**Task description:** Below is a block of data; give all of it again word for word.

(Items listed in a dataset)
*** Block opens ***

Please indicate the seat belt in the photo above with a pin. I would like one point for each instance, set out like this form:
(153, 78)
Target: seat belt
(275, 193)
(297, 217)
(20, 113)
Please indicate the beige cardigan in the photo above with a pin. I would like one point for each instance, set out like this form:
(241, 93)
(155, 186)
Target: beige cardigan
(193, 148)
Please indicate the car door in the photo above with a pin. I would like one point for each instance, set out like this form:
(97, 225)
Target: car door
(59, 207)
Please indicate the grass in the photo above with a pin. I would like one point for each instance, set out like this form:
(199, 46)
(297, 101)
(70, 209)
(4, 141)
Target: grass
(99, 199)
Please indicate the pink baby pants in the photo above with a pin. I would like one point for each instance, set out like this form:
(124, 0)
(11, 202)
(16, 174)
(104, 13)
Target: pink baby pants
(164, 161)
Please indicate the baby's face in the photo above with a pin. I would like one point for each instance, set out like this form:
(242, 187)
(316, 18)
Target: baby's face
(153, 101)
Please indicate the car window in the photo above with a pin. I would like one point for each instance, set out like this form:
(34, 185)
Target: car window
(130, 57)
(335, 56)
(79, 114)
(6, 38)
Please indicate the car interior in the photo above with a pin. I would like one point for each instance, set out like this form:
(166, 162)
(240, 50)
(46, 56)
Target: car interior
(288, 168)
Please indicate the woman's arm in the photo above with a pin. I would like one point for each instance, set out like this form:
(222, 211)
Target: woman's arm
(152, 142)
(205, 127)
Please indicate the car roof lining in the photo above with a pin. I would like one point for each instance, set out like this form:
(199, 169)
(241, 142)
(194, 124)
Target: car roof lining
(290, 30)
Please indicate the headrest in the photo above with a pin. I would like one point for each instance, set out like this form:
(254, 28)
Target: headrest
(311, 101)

*** Block closes ***

**Output for this exercise:**
Please indicate the seat belt in the photo above with a pin. I would like one point for each instance, set out like this form:
(153, 78)
Target: seat belt
(275, 193)
(297, 217)
(20, 113)
Please indicate the beige cardigan in the photo above with a pin. I would like one point for each instance, set out like this form:
(241, 93)
(155, 186)
Target: beige cardigan
(193, 148)
Please indicate the car door in the photo above with a pin. I would like one point for each instance, set out like this form:
(97, 225)
Target: car door
(59, 207)
Please indicate the grass in the photo above with a pin. I would like one point for each instance, set out like this form:
(199, 46)
(297, 101)
(70, 209)
(4, 141)
Target: grass
(99, 199)
Please indicate the pink baby pants in the photo above with a pin. I would like one point for each instance, set out like this form:
(124, 0)
(11, 202)
(16, 174)
(104, 13)
Target: pink baby pants
(164, 161)
Please indicate the baby's face in the photo above with a pin. I would like one point for each instance, set out like this form:
(242, 187)
(316, 18)
Target: baby's face
(153, 101)
Please indicate the car window in the photo above with a pin. I would like one point for each instance, set out like this form:
(34, 185)
Target: car window
(130, 57)
(335, 56)
(79, 114)
(6, 38)
Please indicate the car interior in the photo above with a pin. I would like one point for each instance, set out like this form:
(166, 162)
(240, 50)
(46, 56)
Target: car interior
(288, 168)
Please indicate the woman's arm in the photo above with a pin. I would like one point for each instance, set out like this form:
(222, 211)
Target: woman's arm
(152, 142)
(205, 127)
Please indicate the car roof lining in the photo above with a pin. I would like one point for each instance, set out like this form:
(199, 169)
(241, 142)
(194, 124)
Target: car roof lining
(290, 30)
Please indicate the headrest in the photo above with a pin. I would like one point for each instance, set out like this form:
(254, 28)
Target: headrest
(311, 101)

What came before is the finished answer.